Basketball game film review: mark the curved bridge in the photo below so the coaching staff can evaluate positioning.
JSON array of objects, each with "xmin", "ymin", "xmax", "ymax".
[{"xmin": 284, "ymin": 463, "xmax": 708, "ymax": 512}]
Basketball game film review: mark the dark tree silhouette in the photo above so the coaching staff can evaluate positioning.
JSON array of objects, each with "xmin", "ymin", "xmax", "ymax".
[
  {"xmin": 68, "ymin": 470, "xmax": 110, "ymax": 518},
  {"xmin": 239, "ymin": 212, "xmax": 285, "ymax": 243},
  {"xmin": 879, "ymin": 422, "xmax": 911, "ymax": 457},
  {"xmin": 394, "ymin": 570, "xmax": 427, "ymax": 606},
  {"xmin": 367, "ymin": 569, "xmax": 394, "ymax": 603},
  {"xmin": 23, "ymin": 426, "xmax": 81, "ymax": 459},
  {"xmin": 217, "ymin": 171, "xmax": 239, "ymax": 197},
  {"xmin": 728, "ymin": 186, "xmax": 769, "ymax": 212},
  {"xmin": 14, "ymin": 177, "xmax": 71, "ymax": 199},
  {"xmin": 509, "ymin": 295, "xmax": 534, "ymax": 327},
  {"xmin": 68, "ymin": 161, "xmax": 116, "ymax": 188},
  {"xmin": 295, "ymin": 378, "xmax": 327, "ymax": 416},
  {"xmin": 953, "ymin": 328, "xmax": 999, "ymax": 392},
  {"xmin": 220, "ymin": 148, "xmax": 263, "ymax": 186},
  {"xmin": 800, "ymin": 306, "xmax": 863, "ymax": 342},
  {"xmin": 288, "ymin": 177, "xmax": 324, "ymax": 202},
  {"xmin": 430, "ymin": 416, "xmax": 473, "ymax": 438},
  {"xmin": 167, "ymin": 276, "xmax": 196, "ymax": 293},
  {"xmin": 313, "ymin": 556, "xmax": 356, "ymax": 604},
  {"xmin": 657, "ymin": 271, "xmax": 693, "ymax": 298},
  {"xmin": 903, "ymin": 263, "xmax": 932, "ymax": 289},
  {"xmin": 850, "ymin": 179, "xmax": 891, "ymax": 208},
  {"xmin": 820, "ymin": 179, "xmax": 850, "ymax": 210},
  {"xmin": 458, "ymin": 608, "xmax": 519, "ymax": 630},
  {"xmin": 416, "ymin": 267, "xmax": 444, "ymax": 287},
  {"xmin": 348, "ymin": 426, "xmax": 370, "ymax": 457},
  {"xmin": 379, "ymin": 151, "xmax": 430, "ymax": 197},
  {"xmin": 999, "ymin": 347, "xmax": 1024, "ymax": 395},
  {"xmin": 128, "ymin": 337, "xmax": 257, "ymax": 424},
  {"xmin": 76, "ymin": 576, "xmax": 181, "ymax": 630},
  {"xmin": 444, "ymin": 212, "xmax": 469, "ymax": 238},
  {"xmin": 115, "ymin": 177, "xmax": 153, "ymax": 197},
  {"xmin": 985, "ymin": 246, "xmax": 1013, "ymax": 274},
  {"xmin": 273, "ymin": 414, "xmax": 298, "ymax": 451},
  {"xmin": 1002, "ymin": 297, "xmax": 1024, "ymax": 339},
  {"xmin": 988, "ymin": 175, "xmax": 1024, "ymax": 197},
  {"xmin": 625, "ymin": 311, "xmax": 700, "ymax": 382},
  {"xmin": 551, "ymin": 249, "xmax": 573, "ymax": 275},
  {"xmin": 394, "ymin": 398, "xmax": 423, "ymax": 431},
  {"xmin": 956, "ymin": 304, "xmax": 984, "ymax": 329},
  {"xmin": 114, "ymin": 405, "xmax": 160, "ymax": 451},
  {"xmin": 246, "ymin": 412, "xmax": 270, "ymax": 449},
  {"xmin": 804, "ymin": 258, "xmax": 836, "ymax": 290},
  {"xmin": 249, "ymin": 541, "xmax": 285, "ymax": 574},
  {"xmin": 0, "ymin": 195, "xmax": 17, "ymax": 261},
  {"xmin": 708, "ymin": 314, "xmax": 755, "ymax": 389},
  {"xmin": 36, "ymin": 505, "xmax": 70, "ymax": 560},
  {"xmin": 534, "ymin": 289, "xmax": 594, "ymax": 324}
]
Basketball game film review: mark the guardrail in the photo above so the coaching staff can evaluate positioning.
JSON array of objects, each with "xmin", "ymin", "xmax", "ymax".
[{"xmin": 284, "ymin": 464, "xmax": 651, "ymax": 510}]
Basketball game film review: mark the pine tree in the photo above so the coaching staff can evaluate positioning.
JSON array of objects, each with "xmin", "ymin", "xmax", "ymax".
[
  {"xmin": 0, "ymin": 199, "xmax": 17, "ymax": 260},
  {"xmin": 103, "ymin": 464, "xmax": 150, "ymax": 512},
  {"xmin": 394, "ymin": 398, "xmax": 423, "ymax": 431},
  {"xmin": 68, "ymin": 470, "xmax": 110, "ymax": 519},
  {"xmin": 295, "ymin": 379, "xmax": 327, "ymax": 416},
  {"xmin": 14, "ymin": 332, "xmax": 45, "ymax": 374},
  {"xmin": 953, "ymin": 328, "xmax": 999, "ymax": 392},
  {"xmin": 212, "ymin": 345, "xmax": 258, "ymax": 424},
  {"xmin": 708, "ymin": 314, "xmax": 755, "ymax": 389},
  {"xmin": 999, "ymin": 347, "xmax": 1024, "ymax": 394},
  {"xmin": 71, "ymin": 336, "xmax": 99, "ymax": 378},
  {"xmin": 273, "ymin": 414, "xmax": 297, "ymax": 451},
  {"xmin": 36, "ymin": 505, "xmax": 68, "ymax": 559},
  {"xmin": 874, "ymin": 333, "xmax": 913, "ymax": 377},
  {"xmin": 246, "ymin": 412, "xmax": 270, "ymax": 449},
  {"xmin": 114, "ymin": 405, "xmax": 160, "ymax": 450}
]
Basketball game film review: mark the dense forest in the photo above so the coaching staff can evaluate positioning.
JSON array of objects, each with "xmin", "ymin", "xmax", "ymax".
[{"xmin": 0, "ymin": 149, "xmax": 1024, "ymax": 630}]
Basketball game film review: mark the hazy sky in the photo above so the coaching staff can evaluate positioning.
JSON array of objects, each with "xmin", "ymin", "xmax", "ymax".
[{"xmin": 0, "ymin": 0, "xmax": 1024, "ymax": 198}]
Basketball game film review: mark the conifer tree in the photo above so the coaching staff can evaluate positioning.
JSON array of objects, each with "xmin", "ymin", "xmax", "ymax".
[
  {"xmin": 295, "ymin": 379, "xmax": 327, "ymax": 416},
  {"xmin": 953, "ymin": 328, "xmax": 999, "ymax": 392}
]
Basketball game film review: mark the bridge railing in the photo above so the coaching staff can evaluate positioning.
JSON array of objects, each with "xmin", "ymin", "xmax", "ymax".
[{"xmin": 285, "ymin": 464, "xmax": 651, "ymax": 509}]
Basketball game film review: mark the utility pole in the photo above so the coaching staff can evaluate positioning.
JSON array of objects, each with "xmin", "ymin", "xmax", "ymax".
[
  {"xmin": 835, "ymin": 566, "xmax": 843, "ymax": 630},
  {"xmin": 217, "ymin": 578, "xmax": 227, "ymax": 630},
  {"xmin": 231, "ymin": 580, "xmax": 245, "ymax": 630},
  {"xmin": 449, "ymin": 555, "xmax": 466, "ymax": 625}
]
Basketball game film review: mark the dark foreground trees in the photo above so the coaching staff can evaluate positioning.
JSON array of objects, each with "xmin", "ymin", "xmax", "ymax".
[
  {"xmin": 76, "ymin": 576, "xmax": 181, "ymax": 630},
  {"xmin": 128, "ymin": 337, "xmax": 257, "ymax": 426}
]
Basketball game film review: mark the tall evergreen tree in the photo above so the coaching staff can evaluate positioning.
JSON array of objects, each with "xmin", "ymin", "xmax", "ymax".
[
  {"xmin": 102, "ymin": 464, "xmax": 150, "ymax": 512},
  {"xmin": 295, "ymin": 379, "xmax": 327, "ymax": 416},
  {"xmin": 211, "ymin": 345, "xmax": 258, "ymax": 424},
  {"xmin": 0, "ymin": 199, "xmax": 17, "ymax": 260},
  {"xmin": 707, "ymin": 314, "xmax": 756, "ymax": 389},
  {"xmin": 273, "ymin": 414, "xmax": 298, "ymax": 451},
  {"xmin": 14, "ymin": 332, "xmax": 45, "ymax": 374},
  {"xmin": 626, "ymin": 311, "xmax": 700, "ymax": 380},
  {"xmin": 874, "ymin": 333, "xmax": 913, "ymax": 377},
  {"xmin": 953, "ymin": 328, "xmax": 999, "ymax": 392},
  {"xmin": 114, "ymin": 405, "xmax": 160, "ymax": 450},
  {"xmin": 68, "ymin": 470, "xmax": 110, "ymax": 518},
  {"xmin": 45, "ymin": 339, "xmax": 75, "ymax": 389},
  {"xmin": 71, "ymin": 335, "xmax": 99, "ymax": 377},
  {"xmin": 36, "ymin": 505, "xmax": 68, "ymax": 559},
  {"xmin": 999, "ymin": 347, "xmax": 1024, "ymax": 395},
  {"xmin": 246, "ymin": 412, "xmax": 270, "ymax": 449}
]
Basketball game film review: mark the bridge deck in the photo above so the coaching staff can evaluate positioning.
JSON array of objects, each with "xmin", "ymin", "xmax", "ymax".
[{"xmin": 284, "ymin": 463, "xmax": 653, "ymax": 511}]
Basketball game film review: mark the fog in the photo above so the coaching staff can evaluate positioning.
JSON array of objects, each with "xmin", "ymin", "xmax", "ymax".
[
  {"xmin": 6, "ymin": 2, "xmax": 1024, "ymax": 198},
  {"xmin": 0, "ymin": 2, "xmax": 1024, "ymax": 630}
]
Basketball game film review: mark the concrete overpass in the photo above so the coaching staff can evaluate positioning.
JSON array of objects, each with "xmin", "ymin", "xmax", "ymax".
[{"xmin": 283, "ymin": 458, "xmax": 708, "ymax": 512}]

···

▶ Problem statement
Output the lines starting at the line that contains "Basketball game film review: mark the concrete" and ending at the last line of the items as a Markdown table with the columns "No." and "Text", numbering each line and omitting any blank lines.

▶ Finished answer
| No. | Text |
|---|---|
| 1 | Basketball game film review: mark the concrete overpass in the photo above so the coaching staff can evaluate positioning. |
| 2 | JSON array of objects, each with "xmin", "ymin", "xmax", "ymax". |
| 3 | [{"xmin": 283, "ymin": 458, "xmax": 708, "ymax": 512}] |